_Document passage_.
^^^^^^^^

When John A. Broadus died in 1895, his colleague William H. Whitsitt remarked, “Unrivaled genius and usefulness, exquisite learning, peerless eloquence, iron industry, apostolic piety, have all been scattered here by the touch of death. It would seem that a man of such endowments and achievements should be formed to live a thousand years.” Broadus served on the first faculty of The Southern Baptist Theological Seminary as professor of New Testament, Greek, and homiletics. He also served, following the death of James Petigru Boyce, as the second president of the seminary, 1888-1895. The praises poured out at his death merely gave intense summary to judgments stated throughout his life. The variety of contributions he made to Baptist life, the worldwide conversation he maintained, the global attainments of his students, and the ageless impact of his diversified scholarly contributions give him an ongoing witness even among those who will never know they have benefited from him.
Though his accomplishments were of Renaissance proportions, we remember him particularly as a preacher, a teacher of preachers, and a theoretician of preaching. When theological education was seen as barely tolerable if not undesirable, Broadus’ preaching made it just the thing that everyone should pursue. In an 1892 article titled “Educating a Preacher,” the editor of the Baptist Record wrote:
Education has done for Dr. Broadus just what it ought to do for every preacher who has the advantage of the schools. Not that all of them can come up to him, but they should try to be just as simple and as natural as possible. … We fear that many prefer pomposity to simplicity as they regard it as a work of greatness.
The writer then clinched his analysis through anecdote:
A Virginia planter, having heard Broadus preach, rose to make a public observation. “Brother Moderator, I am a plain, uneducated man. I’ve heard a great deal said about the scholar who spoke just now, and I listened carefully to what he had to say and I did not hear him say a single word that I did not understand. Now, sir, if educating a preacher makes him talk that way, I want to help.”

^^^^^^^^

_Point labeling dataset excerpts_.
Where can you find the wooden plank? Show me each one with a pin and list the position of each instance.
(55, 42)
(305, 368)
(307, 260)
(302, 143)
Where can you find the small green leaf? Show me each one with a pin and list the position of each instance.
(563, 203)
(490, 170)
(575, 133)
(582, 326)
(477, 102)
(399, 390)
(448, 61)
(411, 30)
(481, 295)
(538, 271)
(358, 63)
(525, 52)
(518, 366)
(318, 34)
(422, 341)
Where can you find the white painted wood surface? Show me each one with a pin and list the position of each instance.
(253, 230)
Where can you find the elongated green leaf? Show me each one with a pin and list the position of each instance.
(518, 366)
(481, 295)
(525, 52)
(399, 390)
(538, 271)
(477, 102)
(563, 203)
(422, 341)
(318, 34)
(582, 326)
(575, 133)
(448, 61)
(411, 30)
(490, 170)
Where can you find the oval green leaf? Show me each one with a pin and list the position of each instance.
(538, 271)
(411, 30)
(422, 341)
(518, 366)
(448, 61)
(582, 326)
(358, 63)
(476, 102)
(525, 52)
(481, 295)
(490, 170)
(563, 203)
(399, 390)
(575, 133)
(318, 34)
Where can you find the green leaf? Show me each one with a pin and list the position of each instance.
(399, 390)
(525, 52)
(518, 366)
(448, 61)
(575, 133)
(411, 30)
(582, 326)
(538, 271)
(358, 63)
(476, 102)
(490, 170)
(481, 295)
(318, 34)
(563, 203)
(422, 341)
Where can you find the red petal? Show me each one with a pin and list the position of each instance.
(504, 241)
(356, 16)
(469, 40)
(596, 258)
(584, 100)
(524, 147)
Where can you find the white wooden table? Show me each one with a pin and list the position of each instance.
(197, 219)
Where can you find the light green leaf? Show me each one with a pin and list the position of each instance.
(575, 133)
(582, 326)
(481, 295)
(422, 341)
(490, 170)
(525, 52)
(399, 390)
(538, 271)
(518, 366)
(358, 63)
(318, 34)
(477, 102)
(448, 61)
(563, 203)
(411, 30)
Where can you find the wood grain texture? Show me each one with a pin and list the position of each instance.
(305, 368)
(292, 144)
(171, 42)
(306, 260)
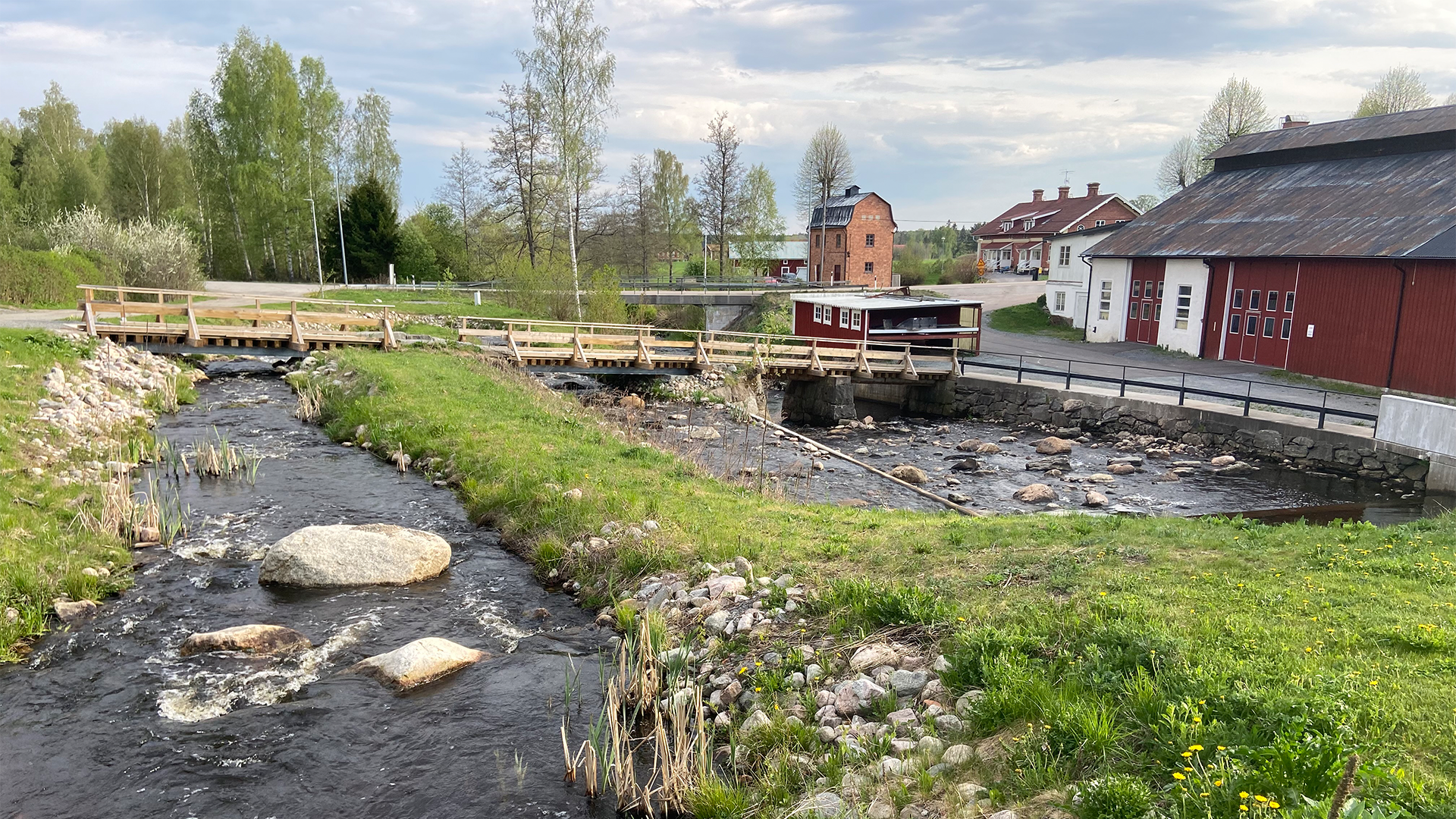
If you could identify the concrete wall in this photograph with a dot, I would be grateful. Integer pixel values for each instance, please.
(1421, 428)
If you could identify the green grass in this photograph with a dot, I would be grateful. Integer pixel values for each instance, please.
(44, 547)
(1031, 319)
(1104, 643)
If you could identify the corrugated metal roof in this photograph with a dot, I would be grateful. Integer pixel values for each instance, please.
(1341, 131)
(840, 210)
(1376, 206)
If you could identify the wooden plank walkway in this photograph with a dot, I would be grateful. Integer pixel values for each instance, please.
(143, 319)
(644, 349)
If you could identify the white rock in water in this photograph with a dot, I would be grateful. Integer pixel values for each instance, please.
(419, 662)
(373, 554)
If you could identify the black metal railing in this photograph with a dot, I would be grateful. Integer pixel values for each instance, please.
(1304, 401)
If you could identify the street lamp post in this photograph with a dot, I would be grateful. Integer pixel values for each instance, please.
(318, 257)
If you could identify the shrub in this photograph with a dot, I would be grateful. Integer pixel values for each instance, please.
(149, 254)
(1114, 798)
(47, 278)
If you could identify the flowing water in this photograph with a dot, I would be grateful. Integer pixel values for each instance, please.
(108, 720)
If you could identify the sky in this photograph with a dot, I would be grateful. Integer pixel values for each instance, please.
(952, 111)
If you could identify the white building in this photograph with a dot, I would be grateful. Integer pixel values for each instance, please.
(1069, 276)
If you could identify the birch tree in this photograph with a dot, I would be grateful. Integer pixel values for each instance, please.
(824, 168)
(573, 72)
(720, 183)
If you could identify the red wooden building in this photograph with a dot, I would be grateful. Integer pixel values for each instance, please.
(892, 318)
(1326, 249)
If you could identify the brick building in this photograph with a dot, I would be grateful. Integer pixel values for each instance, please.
(855, 243)
(1019, 238)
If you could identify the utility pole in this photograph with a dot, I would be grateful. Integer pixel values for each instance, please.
(318, 257)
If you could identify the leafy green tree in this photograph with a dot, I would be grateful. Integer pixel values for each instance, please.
(370, 229)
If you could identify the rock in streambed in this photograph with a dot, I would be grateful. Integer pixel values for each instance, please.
(372, 554)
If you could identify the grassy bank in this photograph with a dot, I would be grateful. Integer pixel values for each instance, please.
(1031, 319)
(1200, 657)
(46, 541)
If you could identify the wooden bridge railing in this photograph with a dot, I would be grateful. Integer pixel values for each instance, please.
(592, 344)
(159, 303)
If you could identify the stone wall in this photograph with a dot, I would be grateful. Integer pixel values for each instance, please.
(1183, 428)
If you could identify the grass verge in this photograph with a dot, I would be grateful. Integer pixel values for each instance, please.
(1031, 319)
(1203, 657)
(44, 541)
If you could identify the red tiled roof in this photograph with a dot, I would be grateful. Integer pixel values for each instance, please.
(1053, 216)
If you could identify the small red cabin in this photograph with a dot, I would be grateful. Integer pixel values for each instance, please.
(892, 318)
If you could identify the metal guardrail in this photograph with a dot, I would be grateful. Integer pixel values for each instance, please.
(1244, 392)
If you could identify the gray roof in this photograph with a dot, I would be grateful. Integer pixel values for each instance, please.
(840, 210)
(1373, 197)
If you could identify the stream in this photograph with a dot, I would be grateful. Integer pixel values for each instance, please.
(108, 720)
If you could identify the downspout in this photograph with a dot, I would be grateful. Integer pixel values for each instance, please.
(1207, 306)
(1395, 341)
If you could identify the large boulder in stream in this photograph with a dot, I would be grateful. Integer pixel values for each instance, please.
(419, 662)
(255, 637)
(372, 554)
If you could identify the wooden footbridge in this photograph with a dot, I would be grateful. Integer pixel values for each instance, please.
(184, 321)
(162, 319)
(638, 349)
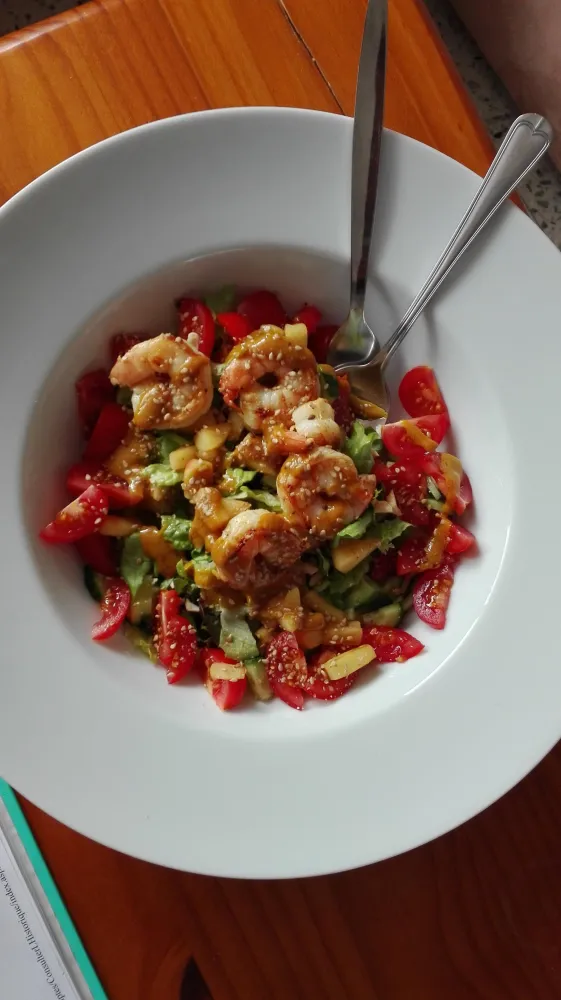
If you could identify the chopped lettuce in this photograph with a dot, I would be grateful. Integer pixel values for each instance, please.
(236, 638)
(140, 641)
(221, 299)
(360, 445)
(388, 531)
(160, 475)
(328, 384)
(261, 498)
(176, 530)
(135, 564)
(358, 528)
(169, 441)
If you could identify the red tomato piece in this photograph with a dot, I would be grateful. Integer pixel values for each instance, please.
(287, 669)
(83, 474)
(409, 438)
(383, 565)
(93, 391)
(115, 604)
(98, 551)
(80, 518)
(235, 326)
(391, 645)
(411, 557)
(318, 684)
(460, 540)
(176, 639)
(108, 433)
(319, 341)
(420, 394)
(310, 316)
(121, 343)
(196, 317)
(261, 308)
(431, 594)
(228, 694)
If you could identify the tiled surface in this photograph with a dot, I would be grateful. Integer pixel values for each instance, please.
(542, 193)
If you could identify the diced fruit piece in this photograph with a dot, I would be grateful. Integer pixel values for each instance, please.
(391, 644)
(420, 393)
(350, 552)
(114, 606)
(344, 664)
(310, 316)
(79, 518)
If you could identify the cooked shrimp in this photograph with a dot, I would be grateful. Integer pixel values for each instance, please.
(268, 376)
(324, 489)
(255, 548)
(171, 382)
(252, 453)
(313, 425)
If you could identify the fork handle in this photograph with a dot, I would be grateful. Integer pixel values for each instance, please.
(525, 143)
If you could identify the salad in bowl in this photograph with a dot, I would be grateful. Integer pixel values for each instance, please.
(240, 517)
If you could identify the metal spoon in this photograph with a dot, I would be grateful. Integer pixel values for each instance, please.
(523, 146)
(367, 138)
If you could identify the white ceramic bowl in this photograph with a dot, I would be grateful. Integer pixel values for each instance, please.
(93, 734)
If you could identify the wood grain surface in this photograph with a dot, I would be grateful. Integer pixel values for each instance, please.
(477, 914)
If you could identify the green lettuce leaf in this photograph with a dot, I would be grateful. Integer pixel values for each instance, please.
(236, 638)
(221, 299)
(388, 531)
(358, 528)
(360, 445)
(161, 475)
(176, 530)
(135, 564)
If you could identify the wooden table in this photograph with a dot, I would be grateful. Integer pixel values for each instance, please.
(475, 915)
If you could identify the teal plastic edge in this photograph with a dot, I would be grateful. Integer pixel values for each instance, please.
(51, 891)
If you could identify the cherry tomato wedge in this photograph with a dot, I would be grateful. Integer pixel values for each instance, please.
(93, 391)
(235, 326)
(310, 316)
(176, 639)
(287, 669)
(98, 551)
(115, 604)
(420, 394)
(110, 429)
(431, 594)
(318, 684)
(260, 308)
(83, 474)
(121, 343)
(391, 645)
(196, 317)
(410, 438)
(319, 341)
(461, 539)
(80, 518)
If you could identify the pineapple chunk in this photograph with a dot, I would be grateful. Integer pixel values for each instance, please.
(350, 552)
(349, 662)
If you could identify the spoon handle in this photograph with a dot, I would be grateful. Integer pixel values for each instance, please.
(367, 136)
(524, 144)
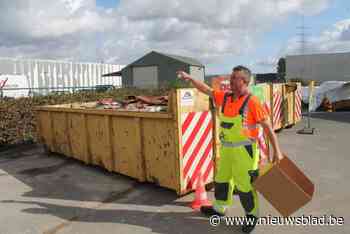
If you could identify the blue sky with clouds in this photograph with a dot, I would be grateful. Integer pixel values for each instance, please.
(221, 34)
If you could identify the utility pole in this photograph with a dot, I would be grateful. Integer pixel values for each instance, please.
(303, 51)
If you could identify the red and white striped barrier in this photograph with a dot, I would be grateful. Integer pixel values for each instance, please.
(298, 99)
(197, 147)
(277, 110)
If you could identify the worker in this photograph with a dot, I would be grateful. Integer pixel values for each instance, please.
(241, 114)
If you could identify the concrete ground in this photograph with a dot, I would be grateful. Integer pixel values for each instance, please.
(57, 195)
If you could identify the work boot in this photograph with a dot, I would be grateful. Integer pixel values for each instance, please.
(249, 224)
(210, 211)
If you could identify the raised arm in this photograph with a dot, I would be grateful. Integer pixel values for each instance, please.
(201, 86)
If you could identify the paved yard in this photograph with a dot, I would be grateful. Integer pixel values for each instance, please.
(57, 195)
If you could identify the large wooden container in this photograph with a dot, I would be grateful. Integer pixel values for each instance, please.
(169, 148)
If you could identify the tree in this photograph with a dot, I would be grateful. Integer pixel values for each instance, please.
(281, 68)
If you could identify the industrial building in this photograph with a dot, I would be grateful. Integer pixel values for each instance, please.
(157, 69)
(319, 67)
(44, 76)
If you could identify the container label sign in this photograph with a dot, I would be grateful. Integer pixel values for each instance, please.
(187, 98)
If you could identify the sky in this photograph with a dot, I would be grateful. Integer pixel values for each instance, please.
(220, 34)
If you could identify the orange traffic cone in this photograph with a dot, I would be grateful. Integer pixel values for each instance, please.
(201, 198)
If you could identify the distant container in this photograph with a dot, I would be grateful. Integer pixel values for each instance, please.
(45, 76)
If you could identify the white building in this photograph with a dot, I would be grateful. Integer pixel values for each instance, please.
(44, 76)
(319, 67)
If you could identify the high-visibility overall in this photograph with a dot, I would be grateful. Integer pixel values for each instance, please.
(238, 163)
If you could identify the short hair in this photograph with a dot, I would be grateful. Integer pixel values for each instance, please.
(245, 70)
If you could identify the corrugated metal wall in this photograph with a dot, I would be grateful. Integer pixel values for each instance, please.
(60, 75)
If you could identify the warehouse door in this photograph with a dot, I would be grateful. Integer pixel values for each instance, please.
(145, 77)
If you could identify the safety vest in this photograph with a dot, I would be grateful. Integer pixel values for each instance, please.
(231, 128)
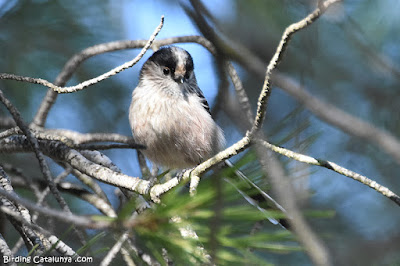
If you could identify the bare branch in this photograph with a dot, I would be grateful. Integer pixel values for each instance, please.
(92, 81)
(334, 167)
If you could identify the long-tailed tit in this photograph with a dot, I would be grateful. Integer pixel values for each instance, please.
(169, 114)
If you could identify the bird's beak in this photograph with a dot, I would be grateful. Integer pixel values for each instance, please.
(179, 75)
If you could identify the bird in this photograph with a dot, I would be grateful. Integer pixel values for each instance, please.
(169, 114)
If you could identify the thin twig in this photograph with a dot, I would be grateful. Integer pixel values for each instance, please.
(336, 168)
(92, 81)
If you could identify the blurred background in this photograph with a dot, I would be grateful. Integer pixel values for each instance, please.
(350, 58)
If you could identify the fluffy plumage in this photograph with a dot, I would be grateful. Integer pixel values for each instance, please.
(169, 114)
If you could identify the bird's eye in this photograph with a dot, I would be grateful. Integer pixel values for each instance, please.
(166, 71)
(187, 75)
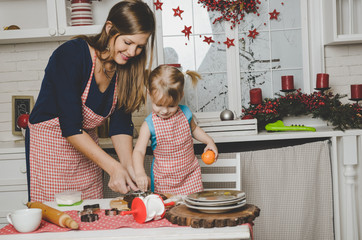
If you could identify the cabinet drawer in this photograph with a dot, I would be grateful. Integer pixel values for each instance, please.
(12, 171)
(9, 201)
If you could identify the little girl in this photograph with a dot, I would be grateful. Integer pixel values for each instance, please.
(175, 168)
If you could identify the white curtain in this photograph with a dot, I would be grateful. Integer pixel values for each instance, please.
(293, 188)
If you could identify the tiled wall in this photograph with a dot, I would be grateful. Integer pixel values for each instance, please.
(22, 69)
(344, 66)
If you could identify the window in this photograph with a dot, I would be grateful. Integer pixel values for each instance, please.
(230, 72)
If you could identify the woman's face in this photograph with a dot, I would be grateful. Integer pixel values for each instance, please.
(127, 46)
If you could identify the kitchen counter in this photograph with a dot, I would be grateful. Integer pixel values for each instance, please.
(237, 232)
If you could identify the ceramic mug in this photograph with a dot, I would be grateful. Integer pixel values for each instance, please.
(25, 220)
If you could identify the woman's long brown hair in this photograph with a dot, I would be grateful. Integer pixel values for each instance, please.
(128, 17)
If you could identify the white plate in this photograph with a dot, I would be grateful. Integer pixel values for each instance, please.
(213, 204)
(217, 209)
(216, 196)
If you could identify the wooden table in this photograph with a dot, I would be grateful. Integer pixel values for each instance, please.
(169, 233)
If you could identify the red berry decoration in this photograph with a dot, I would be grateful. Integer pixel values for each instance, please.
(23, 120)
(233, 11)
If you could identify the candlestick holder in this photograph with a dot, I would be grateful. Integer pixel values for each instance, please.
(322, 89)
(355, 99)
(286, 91)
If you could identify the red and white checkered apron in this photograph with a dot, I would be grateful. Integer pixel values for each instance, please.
(56, 166)
(176, 169)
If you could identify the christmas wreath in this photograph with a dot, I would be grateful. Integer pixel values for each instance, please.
(233, 11)
(327, 107)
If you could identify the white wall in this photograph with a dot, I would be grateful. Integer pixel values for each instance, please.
(21, 72)
(22, 69)
(343, 63)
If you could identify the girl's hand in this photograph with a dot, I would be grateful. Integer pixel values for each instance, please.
(211, 146)
(142, 181)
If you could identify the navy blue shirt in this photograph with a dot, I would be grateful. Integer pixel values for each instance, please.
(65, 79)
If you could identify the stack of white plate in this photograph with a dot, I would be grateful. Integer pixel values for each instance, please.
(81, 13)
(216, 201)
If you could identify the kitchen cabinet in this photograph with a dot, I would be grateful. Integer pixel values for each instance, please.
(342, 21)
(13, 183)
(46, 20)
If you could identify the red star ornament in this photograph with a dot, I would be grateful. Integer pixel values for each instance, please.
(253, 33)
(208, 40)
(158, 5)
(178, 12)
(274, 14)
(187, 32)
(229, 42)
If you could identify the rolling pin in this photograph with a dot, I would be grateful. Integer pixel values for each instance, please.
(54, 216)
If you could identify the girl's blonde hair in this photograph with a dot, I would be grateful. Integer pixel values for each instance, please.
(128, 17)
(166, 84)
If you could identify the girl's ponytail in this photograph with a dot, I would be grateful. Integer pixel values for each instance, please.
(195, 77)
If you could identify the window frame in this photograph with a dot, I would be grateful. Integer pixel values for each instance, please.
(312, 52)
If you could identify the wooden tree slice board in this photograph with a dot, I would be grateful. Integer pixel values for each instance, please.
(184, 216)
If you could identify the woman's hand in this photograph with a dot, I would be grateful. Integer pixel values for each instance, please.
(142, 181)
(120, 181)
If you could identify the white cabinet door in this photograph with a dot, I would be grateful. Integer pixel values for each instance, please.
(46, 20)
(36, 19)
(13, 183)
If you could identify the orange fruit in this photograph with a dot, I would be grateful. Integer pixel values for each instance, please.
(208, 157)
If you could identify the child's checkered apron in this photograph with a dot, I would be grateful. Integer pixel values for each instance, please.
(176, 168)
(56, 166)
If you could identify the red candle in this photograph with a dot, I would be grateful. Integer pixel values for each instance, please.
(322, 80)
(255, 96)
(356, 91)
(287, 83)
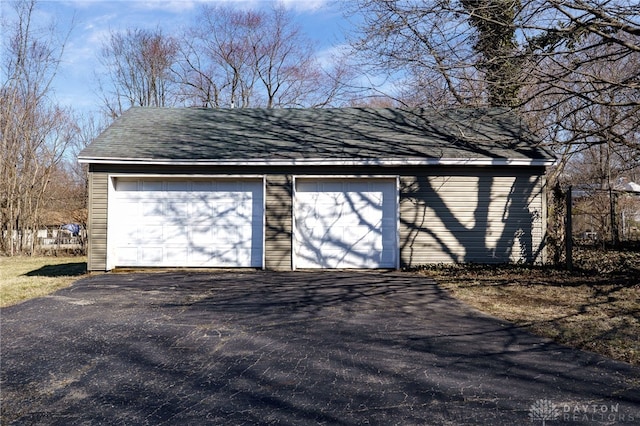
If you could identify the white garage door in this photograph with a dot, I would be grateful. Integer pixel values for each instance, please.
(345, 223)
(197, 222)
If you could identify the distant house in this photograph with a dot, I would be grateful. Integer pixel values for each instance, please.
(314, 188)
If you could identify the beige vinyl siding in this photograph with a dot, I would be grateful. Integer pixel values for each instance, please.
(446, 214)
(278, 222)
(473, 215)
(97, 222)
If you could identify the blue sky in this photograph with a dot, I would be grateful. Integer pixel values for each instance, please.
(91, 21)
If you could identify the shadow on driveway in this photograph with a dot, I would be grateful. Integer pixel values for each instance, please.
(337, 348)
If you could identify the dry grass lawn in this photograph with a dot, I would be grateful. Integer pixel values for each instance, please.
(24, 277)
(594, 308)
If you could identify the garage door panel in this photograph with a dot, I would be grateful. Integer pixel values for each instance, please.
(204, 222)
(345, 223)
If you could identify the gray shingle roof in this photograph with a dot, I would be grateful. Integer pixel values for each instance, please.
(363, 134)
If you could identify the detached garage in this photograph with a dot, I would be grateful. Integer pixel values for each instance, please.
(314, 188)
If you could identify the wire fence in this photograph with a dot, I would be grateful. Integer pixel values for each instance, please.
(603, 217)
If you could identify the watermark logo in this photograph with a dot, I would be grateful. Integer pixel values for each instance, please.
(543, 410)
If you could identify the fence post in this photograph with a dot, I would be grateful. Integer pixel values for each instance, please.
(568, 231)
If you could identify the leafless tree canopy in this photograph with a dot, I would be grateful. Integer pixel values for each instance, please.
(34, 130)
(571, 67)
(138, 63)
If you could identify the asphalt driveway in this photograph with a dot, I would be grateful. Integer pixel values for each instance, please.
(293, 348)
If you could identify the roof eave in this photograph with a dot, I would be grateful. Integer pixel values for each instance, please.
(531, 162)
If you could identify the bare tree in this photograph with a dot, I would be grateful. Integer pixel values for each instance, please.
(554, 60)
(248, 58)
(138, 64)
(35, 131)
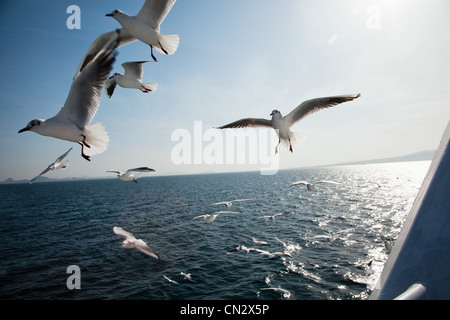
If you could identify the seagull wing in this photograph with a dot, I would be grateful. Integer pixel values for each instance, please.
(100, 42)
(224, 212)
(153, 12)
(86, 90)
(58, 161)
(248, 122)
(240, 200)
(134, 69)
(310, 106)
(110, 86)
(298, 182)
(142, 169)
(116, 171)
(143, 247)
(63, 165)
(120, 232)
(327, 181)
(40, 174)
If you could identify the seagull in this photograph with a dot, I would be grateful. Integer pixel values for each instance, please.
(130, 174)
(131, 79)
(276, 215)
(131, 242)
(286, 293)
(211, 217)
(170, 280)
(312, 186)
(72, 123)
(58, 164)
(259, 242)
(272, 255)
(282, 124)
(144, 26)
(229, 203)
(187, 276)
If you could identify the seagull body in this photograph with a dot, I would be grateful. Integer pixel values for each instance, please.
(131, 174)
(282, 124)
(131, 242)
(211, 217)
(170, 280)
(145, 26)
(286, 293)
(187, 276)
(312, 186)
(131, 79)
(72, 123)
(57, 165)
(259, 242)
(229, 203)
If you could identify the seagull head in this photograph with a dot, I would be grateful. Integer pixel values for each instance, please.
(33, 125)
(114, 75)
(276, 114)
(114, 14)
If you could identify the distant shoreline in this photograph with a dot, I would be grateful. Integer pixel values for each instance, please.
(426, 155)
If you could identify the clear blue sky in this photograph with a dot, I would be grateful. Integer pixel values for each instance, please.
(236, 59)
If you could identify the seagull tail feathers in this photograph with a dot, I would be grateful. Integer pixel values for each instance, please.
(168, 43)
(97, 138)
(149, 87)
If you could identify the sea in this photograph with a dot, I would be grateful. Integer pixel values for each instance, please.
(57, 239)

^^^^^^^^

Transcribe the stretch of the John A. Broadus text from "Though his accomplishments" through "work of greatness.". None of the data is needed here.

_Output for this task_.
Though his accomplishments were of Renaissance proportions, we remember him particularly as a preacher, a teacher of preachers, and a theoretician of preaching. When theological education was seen as barely tolerable if not undesirable, Broadus’ preaching made it just the thing that everyone should pursue. In an 1892 article titled “Educating a Preacher,” the editor of the Baptist Record wrote:
Education has done for Dr. Broadus just what it ought to do for every preacher who has the advantage of the schools. Not that all of them can come up to him, but they should try to be just as simple and as natural as possible. … We fear that many prefer pomposity to simplicity as they regard it as a work of greatness.